Für eine Wiederbelebung der Entspannungspolitik
Referat von Werner Ruf beim 28. bundesweiten Friedensratschlag am 4.12.
Inhalt
1. Was ist Sicherheit?
Ökumenischer Kirchentag: Workshop NATO-GS Stoltenberg, moderiert von de Maizière.
Si vis pacem, para bellum – schon immer falsch und gefährlich!
Welchen Frieden meinte die Formel? Nach gewonnenem Krieg wurde Frieden hergestellt, wurde das Land „befriedet“, heißt, die arbeitsfähigen Männer und brauchbaren Frauen wurden in die Sklaverei geführt. Sklaven: als Arbeitskraft = Energiequelle der Römischen Reiches (und ihren Heimatländern entzogen)..
Was aber beinhaltet der dumme und falsche Spruch heute?
ABSCHRECKUNG – die zentrale Doktrin de NATO. Nicht nur Abschreckung, sondern Glaubwürdige Abschreckung. Sie schließt den Ersteinsatz von Atomwaffen ein. Diese Doktrin hat die NATO soeben (1.12. 2021) auf ihrer Konferenz in Riga nochmals betont. Diese „Verteidigungspolitik“ scheint trotz ihrer Absurdität, die letztlich die Vernichtung allen Lebens auf unserem Planeten in Kauf nimmt, von den Köpfen der großen Mehrheit der Menschen Besitz ergriffen zu haben – bis hin zum sicherheitspolitischen Sprecher der Partei „die LINKE“.

### AUFGABE
Welche Personen nennt der Auszug zur Entspannungspolitik namentlich? Führe alle auf.

### ANGEZEIGTE EINTRÄGE
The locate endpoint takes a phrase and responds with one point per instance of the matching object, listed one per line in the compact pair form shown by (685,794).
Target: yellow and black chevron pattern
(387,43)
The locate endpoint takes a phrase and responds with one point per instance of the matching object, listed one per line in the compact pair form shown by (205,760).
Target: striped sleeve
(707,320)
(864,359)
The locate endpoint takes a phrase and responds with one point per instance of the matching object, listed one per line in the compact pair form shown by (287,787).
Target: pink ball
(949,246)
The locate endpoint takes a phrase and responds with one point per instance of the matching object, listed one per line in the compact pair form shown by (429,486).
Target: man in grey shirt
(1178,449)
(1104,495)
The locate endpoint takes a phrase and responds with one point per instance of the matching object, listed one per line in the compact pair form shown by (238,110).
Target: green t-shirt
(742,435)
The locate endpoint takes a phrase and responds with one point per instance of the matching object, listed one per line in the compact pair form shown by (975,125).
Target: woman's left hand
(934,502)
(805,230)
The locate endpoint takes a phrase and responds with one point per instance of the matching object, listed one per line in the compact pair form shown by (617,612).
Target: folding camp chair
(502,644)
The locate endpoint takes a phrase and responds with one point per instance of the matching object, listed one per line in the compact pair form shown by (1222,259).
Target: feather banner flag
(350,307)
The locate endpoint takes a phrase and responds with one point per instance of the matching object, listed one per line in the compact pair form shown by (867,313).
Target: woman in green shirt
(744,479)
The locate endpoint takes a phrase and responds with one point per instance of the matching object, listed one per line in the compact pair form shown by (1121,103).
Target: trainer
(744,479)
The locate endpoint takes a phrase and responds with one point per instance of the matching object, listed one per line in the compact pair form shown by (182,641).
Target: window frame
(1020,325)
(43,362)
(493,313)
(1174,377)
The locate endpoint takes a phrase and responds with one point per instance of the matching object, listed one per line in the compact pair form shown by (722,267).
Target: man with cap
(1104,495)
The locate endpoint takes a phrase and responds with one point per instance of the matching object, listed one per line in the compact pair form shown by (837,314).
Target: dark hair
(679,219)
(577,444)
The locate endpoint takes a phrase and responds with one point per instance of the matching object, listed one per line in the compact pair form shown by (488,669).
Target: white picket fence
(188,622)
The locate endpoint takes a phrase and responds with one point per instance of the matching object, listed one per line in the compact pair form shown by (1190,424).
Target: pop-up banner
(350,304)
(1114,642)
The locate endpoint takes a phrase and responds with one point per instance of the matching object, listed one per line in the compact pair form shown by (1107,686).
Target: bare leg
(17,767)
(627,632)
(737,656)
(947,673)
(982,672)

### AUSGEARBEITETE LÖSUNG
Werner Ruf, Stoltenberg, de Maizière